Spatial annotation records:
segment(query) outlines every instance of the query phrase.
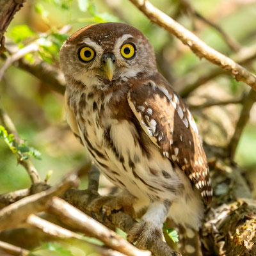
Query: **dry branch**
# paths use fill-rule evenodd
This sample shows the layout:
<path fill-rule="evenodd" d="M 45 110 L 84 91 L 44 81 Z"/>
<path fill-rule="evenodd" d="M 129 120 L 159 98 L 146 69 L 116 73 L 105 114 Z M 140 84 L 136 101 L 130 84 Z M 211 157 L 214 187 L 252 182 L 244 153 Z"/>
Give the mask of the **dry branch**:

• What to produce:
Find each line in the entries above that contains the string "branch", treating uppercase and lowercase as different, and copy those lines.

• Worked solution:
Query: **dry branch**
Give the mask of the **dry branch**:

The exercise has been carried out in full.